Yazılı Soru 1: Alıntı metinde üç noktayla (...) biten cümlelerin hepsini sırayla yazın.
Yazılı Soru 2:
Aşağıdaki ifadeler alıntı metinle uyuşuyor mu? Her biri için evet ya da hayır deyin ve kararı belirleyen sözleri metinden aynen aktarın.
(a) Yazının tarihi 19 Nisan 2015'tir.
(b) Yazar, kendini eleştirmeyi ihmal ettiğini söylüyor.
(c) Yazara göre iç muhasebe zamanla peşini bırakmıştır.

++++ Alıntı Metin

19 Nisan 2015

Günter Grass: Bağımsız düşünmek ve geçmişle yüzleşmekten soykırıma!

'Ben, kendimi soğan gibi soyabildim; siz de Ermenilerin yaşadıklarıyla yüzleşebilmelisiniz'

İnsanın kendi kendisiyle hesaplaşması...
Benim peşimi hiç bırakmadı.
Özellikle siyasal konularda öyle.
İç muhasebe hep ensemde dolaştı durdu.
Siyasal, ideolojik günahlar, sevaplar...
Zaman içinde yer değiştiren doğrular ve yanlışlar...
İnsan hayatını zindana çevirebilen iç çelişkiler...
Yaşamda hatalar yaptığımı, yanıldığımı, bazen içimi fena halde acıtsa da, yalnız kabullenmeyi değil, itiraf etmeyi de öğrendim.
Kendi kendimi eleştirmeyi ihmal etmedim.
Daha önemlisi, yıllar yılı beynimi birtakım klişelerden azade kılmak için gayret ettim.
Aklımı tutsak eden birtakım klişelerden kurtulmak ve özgürleşmek için çaba sarf ettim.
Zincirleri kırmak gibi bir şey yani...

++++++++
++++ Veri Kümesi Kayıtları

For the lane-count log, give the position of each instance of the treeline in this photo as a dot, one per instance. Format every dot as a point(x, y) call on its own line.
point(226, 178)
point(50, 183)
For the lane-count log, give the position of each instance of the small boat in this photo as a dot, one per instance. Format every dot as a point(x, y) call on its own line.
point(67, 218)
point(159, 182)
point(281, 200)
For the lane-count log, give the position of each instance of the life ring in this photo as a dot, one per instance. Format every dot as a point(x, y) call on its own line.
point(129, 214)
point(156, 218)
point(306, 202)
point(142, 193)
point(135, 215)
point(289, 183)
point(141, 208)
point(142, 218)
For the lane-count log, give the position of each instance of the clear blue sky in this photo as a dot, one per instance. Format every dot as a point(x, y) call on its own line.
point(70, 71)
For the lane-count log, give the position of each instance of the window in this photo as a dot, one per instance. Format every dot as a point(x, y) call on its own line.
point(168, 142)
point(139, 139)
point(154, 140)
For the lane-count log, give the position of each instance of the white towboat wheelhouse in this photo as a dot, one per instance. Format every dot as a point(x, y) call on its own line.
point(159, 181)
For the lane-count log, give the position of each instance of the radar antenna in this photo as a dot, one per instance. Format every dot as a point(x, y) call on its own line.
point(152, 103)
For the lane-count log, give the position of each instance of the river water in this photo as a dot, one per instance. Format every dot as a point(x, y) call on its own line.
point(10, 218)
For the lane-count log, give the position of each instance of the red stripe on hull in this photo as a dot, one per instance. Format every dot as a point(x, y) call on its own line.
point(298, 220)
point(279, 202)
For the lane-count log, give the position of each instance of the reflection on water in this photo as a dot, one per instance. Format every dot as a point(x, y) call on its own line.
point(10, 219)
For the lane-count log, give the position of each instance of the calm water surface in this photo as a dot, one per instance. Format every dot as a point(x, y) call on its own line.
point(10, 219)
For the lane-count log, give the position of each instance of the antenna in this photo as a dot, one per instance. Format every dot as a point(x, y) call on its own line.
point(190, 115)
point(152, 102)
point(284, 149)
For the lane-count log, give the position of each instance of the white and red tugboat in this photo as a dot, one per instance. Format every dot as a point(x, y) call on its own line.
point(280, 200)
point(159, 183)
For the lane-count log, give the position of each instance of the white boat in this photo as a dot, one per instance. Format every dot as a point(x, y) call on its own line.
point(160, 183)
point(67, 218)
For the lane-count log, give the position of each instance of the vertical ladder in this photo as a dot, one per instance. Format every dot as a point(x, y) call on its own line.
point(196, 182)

++++++++

Cevap 1:
- İnsanın kendi kendisiyle hesaplaşması...
- Siyasal, ideolojik günahlar, sevaplar...
- Zaman içinde yer değiştiren doğrular ve yanlışlar...
- İnsan hayatını zindana çevirebilen iç çelişkiler...
- Zincirleri kırmak gibi bir şey yani...

Cevap 2:
(a) Evet: "19 Nisan 2015"
(b) Hayır: "Kendi kendimi eleştirmeyi ihmal etmedim."
(c) Hayır: "Benim peşimi hiç bırakmadı."